**Goal**
Filter the rows below and copy every line that contains the word "hijab", treating uppercase and lowercase as different.

Records from a dataset:
# # # #
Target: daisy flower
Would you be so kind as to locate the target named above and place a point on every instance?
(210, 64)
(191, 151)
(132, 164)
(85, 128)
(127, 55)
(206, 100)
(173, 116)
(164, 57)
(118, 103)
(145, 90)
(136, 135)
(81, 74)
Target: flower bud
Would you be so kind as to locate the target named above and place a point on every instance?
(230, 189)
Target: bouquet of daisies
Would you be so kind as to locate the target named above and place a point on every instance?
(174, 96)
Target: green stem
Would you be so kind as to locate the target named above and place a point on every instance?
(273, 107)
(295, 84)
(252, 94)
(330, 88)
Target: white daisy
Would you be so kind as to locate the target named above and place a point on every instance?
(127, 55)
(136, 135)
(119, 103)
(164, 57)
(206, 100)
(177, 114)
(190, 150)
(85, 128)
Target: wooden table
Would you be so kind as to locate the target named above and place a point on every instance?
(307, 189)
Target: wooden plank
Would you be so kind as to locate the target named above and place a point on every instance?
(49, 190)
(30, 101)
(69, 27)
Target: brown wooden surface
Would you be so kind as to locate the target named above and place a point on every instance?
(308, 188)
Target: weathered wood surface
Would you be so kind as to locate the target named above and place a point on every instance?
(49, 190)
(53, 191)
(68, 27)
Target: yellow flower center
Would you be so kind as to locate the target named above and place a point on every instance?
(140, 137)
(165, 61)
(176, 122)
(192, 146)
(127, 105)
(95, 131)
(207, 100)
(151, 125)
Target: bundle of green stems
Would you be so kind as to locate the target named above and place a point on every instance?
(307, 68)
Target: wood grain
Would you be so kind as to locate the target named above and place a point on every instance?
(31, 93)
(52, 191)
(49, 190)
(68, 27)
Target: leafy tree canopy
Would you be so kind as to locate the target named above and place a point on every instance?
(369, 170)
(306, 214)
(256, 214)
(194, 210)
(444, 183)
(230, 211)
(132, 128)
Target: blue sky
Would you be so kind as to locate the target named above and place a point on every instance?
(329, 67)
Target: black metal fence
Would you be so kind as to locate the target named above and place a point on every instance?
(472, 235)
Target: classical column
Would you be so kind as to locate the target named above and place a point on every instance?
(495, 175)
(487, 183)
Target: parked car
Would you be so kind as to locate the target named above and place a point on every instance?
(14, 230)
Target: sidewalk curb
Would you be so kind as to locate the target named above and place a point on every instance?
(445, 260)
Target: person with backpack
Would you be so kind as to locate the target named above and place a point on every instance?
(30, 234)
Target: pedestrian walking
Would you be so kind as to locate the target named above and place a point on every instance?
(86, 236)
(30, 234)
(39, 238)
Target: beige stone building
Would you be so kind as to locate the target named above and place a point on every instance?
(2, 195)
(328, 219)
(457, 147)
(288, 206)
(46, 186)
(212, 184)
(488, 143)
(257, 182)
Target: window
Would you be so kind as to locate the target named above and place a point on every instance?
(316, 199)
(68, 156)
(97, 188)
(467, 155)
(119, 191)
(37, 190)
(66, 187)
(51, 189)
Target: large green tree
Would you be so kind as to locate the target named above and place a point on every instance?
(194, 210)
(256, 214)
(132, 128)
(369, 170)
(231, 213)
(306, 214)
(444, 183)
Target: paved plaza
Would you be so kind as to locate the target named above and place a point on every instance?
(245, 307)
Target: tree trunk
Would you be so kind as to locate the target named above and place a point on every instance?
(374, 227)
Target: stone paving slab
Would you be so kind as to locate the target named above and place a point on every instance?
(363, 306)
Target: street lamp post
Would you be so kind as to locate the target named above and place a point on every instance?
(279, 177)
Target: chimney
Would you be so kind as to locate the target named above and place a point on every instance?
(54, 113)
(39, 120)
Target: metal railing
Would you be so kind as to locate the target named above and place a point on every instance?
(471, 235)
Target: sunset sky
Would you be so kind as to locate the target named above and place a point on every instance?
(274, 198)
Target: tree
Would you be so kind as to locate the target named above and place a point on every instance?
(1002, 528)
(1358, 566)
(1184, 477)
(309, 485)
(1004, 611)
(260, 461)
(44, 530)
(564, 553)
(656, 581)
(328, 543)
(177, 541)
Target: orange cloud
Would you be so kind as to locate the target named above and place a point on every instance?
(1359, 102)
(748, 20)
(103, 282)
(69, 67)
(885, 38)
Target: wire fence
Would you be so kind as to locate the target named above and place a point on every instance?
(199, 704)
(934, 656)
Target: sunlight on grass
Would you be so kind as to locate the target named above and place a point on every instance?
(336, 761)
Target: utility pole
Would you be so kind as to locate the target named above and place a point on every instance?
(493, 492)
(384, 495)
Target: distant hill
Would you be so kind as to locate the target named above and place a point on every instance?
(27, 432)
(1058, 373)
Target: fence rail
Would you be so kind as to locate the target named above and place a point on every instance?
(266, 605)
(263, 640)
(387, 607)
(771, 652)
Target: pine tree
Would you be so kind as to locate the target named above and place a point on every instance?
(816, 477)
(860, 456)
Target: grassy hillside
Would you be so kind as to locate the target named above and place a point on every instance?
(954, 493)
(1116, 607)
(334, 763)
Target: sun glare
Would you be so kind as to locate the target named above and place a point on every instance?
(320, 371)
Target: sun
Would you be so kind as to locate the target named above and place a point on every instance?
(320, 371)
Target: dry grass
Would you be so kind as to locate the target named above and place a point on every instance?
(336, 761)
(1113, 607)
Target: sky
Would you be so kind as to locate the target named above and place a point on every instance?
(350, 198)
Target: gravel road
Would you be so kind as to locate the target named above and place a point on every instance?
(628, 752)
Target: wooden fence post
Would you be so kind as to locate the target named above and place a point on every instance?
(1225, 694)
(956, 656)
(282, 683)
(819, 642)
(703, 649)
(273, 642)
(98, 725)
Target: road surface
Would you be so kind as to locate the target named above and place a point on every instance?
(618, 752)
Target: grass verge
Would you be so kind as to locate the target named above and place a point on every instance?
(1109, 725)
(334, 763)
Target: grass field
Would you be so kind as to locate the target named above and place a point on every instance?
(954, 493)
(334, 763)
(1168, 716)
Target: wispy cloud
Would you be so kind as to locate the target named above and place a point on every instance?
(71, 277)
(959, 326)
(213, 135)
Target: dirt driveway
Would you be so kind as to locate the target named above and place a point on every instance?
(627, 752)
# # # #
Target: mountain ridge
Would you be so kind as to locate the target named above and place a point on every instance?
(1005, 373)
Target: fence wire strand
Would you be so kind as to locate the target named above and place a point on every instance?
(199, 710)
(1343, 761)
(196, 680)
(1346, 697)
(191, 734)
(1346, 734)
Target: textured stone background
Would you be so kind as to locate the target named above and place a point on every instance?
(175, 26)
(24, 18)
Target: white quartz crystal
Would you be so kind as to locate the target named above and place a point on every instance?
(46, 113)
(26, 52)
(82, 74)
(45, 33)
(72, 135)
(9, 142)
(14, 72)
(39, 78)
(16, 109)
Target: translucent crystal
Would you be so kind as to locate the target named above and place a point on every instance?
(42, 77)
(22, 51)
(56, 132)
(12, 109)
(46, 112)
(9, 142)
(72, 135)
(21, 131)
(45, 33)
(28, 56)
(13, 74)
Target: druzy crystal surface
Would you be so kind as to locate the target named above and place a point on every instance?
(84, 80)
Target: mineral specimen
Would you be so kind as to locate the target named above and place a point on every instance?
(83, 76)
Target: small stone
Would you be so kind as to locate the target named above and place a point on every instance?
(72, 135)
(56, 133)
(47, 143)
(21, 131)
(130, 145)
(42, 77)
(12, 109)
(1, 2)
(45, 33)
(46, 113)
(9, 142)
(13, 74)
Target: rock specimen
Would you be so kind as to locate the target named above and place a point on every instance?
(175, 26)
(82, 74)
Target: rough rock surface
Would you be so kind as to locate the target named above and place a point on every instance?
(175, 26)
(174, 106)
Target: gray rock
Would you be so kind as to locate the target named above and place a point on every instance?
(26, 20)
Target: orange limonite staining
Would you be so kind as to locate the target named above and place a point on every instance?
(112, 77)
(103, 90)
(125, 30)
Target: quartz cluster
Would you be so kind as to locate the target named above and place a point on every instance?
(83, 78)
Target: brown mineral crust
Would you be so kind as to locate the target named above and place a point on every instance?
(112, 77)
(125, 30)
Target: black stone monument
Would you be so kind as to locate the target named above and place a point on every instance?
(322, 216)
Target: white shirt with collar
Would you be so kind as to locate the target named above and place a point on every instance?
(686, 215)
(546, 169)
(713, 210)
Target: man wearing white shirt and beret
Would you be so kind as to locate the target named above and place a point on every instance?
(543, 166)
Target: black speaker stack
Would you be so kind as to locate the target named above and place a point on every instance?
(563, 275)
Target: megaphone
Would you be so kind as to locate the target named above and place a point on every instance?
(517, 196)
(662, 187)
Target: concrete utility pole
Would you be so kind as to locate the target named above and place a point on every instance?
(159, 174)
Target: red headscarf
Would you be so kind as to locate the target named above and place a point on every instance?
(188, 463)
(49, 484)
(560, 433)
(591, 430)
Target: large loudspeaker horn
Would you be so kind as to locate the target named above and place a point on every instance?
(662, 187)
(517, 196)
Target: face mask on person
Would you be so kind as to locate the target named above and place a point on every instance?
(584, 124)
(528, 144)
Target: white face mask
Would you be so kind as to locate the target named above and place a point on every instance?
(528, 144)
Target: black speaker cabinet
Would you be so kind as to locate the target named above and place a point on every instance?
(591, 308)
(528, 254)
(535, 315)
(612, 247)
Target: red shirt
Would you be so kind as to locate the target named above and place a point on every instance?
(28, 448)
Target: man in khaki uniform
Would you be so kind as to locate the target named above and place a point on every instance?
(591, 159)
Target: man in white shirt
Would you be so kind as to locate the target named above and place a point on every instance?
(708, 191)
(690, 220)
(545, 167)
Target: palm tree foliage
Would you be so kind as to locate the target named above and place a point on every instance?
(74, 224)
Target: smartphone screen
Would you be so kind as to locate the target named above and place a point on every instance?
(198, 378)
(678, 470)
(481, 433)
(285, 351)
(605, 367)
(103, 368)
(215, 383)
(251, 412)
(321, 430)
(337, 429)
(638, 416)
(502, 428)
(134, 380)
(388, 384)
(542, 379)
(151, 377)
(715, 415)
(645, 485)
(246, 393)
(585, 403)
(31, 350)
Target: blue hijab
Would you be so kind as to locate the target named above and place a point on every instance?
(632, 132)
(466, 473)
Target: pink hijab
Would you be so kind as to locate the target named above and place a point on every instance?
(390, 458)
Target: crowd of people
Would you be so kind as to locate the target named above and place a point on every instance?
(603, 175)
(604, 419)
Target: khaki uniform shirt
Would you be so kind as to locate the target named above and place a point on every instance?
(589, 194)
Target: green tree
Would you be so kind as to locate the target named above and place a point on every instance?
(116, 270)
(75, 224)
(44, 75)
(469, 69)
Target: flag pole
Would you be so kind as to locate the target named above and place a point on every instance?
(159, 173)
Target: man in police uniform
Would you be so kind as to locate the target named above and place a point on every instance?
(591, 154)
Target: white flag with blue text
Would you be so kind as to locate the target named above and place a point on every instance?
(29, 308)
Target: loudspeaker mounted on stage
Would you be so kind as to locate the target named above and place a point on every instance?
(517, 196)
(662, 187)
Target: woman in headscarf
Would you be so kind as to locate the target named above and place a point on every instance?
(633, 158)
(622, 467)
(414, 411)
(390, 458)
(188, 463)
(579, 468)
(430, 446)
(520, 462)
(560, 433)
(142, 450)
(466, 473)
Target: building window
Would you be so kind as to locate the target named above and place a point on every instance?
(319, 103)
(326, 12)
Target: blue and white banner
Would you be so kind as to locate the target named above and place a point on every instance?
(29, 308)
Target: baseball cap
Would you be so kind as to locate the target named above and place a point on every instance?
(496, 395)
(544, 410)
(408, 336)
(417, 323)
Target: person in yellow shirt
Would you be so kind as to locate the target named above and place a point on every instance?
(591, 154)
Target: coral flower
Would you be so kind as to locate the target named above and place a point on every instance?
# # # #
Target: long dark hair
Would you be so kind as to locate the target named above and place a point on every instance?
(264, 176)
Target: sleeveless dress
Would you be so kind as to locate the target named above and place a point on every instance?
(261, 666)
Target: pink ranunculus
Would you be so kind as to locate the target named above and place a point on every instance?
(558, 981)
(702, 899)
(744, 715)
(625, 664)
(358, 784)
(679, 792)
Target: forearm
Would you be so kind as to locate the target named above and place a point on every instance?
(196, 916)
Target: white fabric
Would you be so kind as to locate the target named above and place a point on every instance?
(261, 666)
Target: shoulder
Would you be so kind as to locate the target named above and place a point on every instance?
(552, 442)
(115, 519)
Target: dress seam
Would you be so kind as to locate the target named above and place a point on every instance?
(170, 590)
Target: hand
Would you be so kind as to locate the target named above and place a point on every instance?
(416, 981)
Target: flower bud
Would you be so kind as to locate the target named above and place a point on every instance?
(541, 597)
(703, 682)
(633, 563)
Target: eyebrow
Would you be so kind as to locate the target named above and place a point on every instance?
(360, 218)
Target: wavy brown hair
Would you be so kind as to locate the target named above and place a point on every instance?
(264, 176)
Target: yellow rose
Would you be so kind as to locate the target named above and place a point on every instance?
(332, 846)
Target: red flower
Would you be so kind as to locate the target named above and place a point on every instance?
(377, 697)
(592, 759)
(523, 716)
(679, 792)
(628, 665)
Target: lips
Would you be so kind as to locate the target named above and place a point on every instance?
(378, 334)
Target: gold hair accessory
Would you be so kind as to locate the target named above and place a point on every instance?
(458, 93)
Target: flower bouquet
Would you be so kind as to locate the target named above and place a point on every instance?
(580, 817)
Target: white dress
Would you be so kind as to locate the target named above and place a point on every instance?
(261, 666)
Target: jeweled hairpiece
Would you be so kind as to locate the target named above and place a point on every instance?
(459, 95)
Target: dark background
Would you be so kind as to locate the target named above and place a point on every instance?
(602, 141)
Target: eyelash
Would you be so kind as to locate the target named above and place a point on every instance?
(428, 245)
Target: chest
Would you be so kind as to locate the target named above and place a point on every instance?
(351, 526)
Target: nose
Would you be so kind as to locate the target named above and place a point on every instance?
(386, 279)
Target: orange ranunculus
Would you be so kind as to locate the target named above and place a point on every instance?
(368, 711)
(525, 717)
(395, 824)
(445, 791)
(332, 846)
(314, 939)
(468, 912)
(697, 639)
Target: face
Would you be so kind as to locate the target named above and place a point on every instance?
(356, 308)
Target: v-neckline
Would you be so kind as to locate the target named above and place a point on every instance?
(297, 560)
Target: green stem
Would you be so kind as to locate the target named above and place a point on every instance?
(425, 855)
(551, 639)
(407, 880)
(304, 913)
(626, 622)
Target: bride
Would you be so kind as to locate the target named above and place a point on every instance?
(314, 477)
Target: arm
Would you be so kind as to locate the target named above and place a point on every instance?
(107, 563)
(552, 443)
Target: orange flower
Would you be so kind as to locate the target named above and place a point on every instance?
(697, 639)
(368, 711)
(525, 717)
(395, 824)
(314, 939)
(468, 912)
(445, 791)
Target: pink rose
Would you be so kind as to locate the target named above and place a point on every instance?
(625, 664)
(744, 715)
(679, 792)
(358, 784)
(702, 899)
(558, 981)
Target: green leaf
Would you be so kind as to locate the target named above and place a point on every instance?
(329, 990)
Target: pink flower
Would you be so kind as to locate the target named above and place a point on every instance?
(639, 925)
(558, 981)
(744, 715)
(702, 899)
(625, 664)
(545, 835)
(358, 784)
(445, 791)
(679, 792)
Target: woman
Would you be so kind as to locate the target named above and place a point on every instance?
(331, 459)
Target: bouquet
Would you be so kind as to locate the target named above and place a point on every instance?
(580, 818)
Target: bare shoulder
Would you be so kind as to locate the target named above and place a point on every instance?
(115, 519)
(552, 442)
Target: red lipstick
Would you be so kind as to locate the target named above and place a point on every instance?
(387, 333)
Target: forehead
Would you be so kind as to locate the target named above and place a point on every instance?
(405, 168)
# # # #
**Result of this exercise**
Target: blue hijab
Target: pink hijab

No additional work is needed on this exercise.